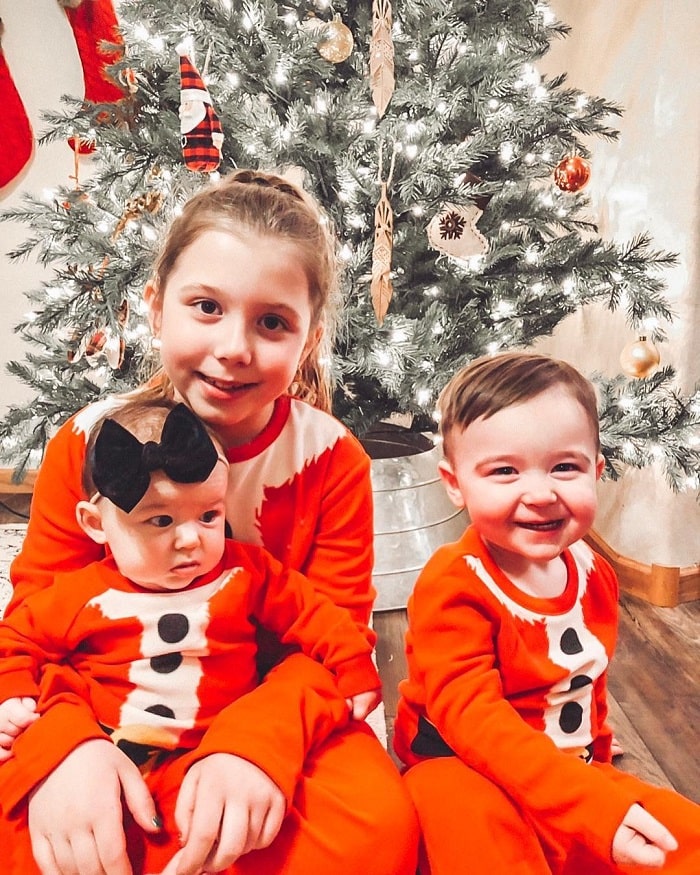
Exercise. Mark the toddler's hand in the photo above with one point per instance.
(363, 704)
(15, 715)
(641, 840)
(226, 807)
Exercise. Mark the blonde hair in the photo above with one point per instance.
(264, 204)
(492, 383)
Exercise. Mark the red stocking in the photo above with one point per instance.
(94, 21)
(17, 141)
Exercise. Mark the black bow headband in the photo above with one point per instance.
(121, 465)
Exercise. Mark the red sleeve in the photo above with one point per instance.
(66, 721)
(453, 626)
(341, 558)
(287, 603)
(54, 541)
(275, 725)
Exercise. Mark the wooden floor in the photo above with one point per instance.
(654, 681)
(654, 685)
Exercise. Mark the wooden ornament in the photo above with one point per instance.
(381, 288)
(453, 231)
(381, 56)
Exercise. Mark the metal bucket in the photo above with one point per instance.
(412, 514)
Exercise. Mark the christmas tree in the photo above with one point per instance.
(452, 170)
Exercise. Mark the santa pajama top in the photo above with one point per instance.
(300, 488)
(513, 685)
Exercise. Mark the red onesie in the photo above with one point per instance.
(502, 712)
(301, 488)
(159, 667)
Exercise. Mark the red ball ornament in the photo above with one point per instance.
(572, 173)
(81, 145)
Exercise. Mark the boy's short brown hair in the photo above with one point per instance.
(492, 383)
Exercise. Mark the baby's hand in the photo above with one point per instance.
(15, 715)
(363, 704)
(641, 840)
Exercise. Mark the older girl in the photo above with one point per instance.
(238, 303)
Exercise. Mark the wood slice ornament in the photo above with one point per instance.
(381, 56)
(381, 288)
(453, 231)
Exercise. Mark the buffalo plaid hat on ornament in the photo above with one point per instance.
(202, 136)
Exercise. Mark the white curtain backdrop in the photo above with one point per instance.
(643, 55)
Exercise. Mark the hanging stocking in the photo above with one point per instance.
(17, 142)
(92, 22)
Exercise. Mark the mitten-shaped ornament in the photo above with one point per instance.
(17, 141)
(202, 136)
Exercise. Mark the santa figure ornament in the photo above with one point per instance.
(202, 137)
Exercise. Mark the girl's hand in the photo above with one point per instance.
(75, 815)
(15, 715)
(226, 807)
(641, 840)
(363, 704)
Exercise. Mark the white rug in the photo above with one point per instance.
(11, 536)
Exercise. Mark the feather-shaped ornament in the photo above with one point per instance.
(381, 287)
(381, 56)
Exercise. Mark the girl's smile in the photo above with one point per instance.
(234, 322)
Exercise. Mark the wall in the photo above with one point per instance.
(643, 55)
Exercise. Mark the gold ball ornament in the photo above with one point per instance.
(640, 358)
(337, 43)
(572, 173)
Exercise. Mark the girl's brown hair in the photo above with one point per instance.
(492, 383)
(264, 204)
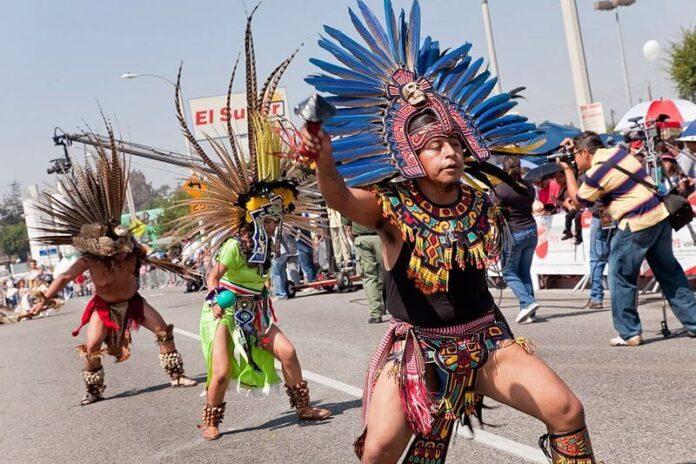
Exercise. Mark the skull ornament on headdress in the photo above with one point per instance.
(379, 87)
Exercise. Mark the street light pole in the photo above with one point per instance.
(609, 5)
(492, 58)
(576, 53)
(623, 60)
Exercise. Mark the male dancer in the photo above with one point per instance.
(419, 117)
(87, 216)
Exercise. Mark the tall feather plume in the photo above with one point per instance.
(269, 87)
(192, 140)
(251, 90)
(230, 132)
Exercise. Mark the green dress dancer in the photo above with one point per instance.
(244, 281)
(247, 197)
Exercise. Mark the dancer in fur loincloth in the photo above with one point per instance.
(414, 127)
(87, 215)
(240, 214)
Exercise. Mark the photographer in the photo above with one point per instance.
(644, 232)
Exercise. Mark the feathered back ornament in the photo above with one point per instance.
(267, 181)
(382, 84)
(87, 210)
(87, 207)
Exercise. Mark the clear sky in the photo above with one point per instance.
(62, 57)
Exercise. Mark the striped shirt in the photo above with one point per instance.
(626, 200)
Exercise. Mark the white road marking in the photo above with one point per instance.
(492, 440)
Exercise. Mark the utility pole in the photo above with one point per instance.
(492, 57)
(607, 5)
(576, 53)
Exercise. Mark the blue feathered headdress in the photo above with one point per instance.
(380, 86)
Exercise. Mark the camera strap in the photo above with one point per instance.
(635, 178)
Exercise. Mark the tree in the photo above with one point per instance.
(682, 64)
(173, 209)
(14, 240)
(142, 190)
(13, 229)
(11, 208)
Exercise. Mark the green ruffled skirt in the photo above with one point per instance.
(240, 370)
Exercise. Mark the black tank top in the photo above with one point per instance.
(468, 297)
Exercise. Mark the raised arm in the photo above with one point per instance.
(213, 279)
(59, 283)
(359, 205)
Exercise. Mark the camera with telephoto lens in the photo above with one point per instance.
(642, 132)
(562, 156)
(60, 166)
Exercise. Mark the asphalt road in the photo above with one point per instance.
(640, 402)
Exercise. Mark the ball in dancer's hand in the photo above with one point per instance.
(226, 299)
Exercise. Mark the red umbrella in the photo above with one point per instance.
(679, 111)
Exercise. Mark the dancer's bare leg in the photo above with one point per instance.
(387, 431)
(93, 375)
(154, 322)
(526, 383)
(523, 381)
(219, 377)
(96, 333)
(170, 359)
(283, 350)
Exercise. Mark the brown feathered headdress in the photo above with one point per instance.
(242, 189)
(87, 206)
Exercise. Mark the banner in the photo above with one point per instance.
(210, 115)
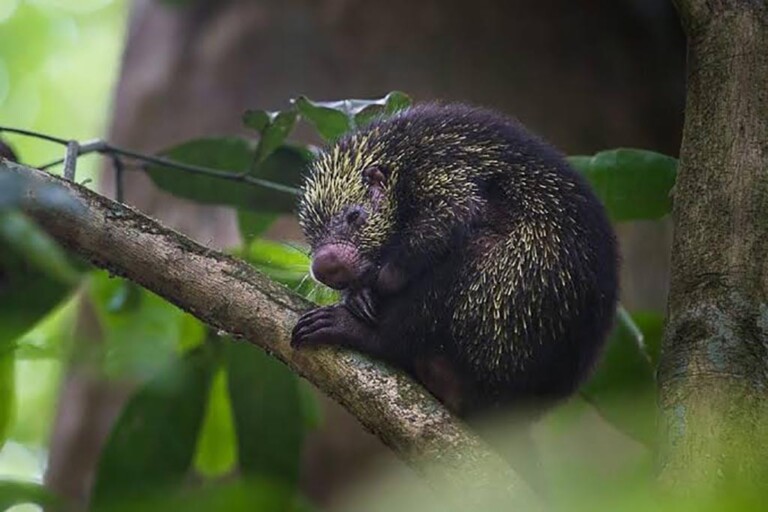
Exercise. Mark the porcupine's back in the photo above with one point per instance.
(525, 295)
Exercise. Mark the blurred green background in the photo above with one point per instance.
(59, 60)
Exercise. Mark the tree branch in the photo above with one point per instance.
(228, 294)
(713, 373)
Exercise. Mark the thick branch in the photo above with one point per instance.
(713, 373)
(230, 295)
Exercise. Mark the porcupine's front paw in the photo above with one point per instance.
(361, 304)
(331, 325)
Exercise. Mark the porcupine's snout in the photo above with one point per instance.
(335, 265)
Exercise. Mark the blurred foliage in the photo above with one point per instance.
(633, 184)
(48, 51)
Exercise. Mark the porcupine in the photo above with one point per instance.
(467, 251)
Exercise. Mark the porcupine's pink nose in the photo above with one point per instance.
(333, 265)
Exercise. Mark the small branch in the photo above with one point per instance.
(75, 149)
(229, 295)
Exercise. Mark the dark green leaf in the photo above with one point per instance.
(141, 334)
(32, 281)
(396, 101)
(274, 134)
(16, 493)
(283, 167)
(37, 247)
(253, 224)
(268, 413)
(633, 184)
(127, 297)
(623, 386)
(152, 445)
(330, 122)
(313, 413)
(244, 495)
(258, 119)
(334, 118)
(216, 447)
(7, 395)
(287, 265)
(11, 191)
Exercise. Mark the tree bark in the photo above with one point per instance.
(231, 296)
(713, 374)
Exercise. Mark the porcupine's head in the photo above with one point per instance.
(347, 206)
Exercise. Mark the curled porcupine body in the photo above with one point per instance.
(468, 252)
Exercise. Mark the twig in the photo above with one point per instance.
(70, 160)
(105, 148)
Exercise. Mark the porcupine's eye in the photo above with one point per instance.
(375, 176)
(355, 216)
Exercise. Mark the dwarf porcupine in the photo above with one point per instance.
(468, 253)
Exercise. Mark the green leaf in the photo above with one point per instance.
(633, 184)
(282, 169)
(152, 446)
(33, 278)
(7, 396)
(142, 331)
(330, 122)
(17, 493)
(288, 265)
(258, 119)
(396, 101)
(37, 247)
(623, 387)
(313, 413)
(274, 128)
(243, 495)
(335, 118)
(269, 417)
(216, 448)
(253, 224)
(127, 297)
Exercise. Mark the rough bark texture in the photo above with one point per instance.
(714, 371)
(230, 295)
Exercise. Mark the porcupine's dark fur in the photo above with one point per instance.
(504, 261)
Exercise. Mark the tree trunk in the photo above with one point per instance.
(714, 367)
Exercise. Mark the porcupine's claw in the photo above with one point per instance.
(361, 305)
(335, 325)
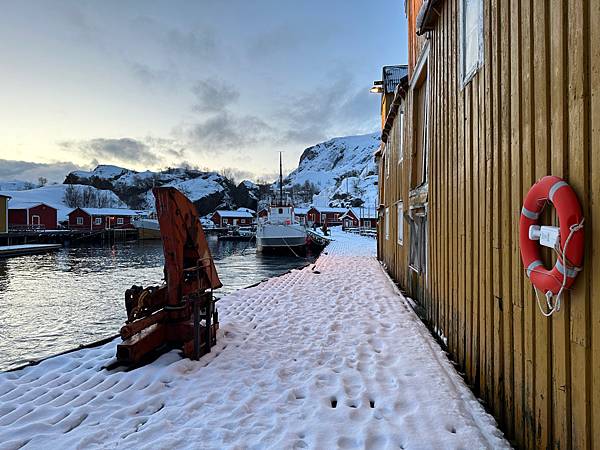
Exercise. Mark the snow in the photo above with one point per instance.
(15, 185)
(237, 213)
(114, 212)
(342, 165)
(330, 356)
(103, 171)
(53, 195)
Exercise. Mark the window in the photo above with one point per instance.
(387, 223)
(386, 160)
(400, 132)
(400, 208)
(421, 124)
(471, 45)
(418, 224)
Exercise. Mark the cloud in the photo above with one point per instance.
(195, 43)
(225, 131)
(341, 108)
(31, 171)
(125, 150)
(213, 95)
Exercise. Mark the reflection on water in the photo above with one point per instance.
(54, 302)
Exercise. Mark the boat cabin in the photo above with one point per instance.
(281, 215)
(240, 217)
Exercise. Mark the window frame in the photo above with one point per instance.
(400, 217)
(467, 73)
(387, 223)
(401, 137)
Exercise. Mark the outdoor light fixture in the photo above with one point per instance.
(377, 87)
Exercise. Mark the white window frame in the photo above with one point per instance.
(400, 216)
(387, 224)
(401, 137)
(469, 69)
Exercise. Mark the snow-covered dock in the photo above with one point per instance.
(330, 356)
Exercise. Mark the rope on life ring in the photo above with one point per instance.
(569, 249)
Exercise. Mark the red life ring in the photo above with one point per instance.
(570, 218)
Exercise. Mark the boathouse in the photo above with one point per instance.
(318, 215)
(240, 217)
(24, 216)
(4, 213)
(498, 95)
(102, 218)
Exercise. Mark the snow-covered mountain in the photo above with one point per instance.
(208, 190)
(54, 195)
(342, 169)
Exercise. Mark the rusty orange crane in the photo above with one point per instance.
(180, 313)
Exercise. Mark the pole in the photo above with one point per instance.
(280, 181)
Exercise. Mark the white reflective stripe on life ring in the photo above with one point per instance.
(571, 273)
(530, 214)
(555, 187)
(532, 266)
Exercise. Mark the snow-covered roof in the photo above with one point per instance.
(329, 210)
(26, 205)
(112, 211)
(238, 213)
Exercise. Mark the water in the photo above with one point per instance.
(56, 301)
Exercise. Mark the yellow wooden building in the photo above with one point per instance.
(499, 93)
(4, 213)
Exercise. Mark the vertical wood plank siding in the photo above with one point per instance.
(532, 109)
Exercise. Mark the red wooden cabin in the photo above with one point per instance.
(102, 218)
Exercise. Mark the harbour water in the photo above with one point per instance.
(54, 302)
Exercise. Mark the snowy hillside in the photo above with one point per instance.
(208, 190)
(54, 195)
(343, 169)
(15, 185)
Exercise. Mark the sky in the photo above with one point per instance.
(211, 84)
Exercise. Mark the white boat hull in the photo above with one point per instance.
(279, 236)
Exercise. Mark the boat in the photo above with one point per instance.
(147, 228)
(280, 232)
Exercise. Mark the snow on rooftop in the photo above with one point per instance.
(293, 367)
(237, 213)
(112, 211)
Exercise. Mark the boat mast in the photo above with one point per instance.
(280, 181)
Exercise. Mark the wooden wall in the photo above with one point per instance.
(533, 109)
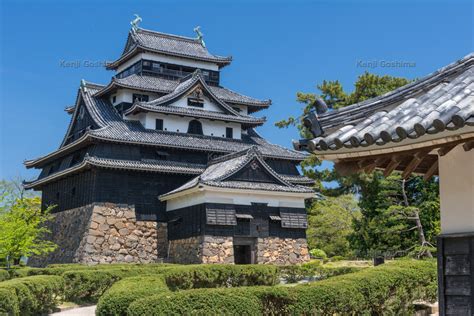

++++++++++

*Your assignment*: From the line that contains "Exercise. Mark the pole" to the final line of the material, write out each line exactly. Pictures stay out.

*Written reply*:
Exercise. Mark the pole in the photo above with one point per instance.
(280, 181)
Exercise. Mark the white reflective stripe on life ring in the photo above with one point per instance.
(571, 273)
(530, 214)
(555, 187)
(532, 266)
Exercise. Mark the snow-covered roof in the photo above with one point per instance.
(329, 210)
(26, 205)
(112, 211)
(238, 213)
Exercise. Mark the water in the photo above with one point per instance.
(56, 301)
Exercise. Mark the yellow wooden building in the photo above with one point per instance.
(499, 93)
(4, 213)
Exercise. Mark the vertical wood plank siding in the photo above with one point per instance.
(532, 109)
Exercise. Mark the red wooden cabin in the photo above with one point per instance.
(102, 218)
Exercise. Mark the harbour water in the photo above with one point per instance.
(54, 302)
Exercise. Mark the snowy hillside in the photo above with one point per instance.
(208, 190)
(54, 195)
(343, 169)
(15, 185)
Exercise. Mark the sky in the photo above with one point per instance.
(211, 84)
Exercise. Mark the white boat hull in the photo above with one point per instance.
(279, 236)
Exercise. Mark the boat in the photo above with one point per instance.
(147, 228)
(280, 232)
Exercise. Mark the snow on rooftop in the photo above with one point per instance.
(293, 367)
(237, 213)
(112, 211)
Exercise. Mark the boat mast in the photo above with one point per instance.
(280, 181)
Exercise. Mark the wooden wall in the photo above with one point per instance.
(533, 109)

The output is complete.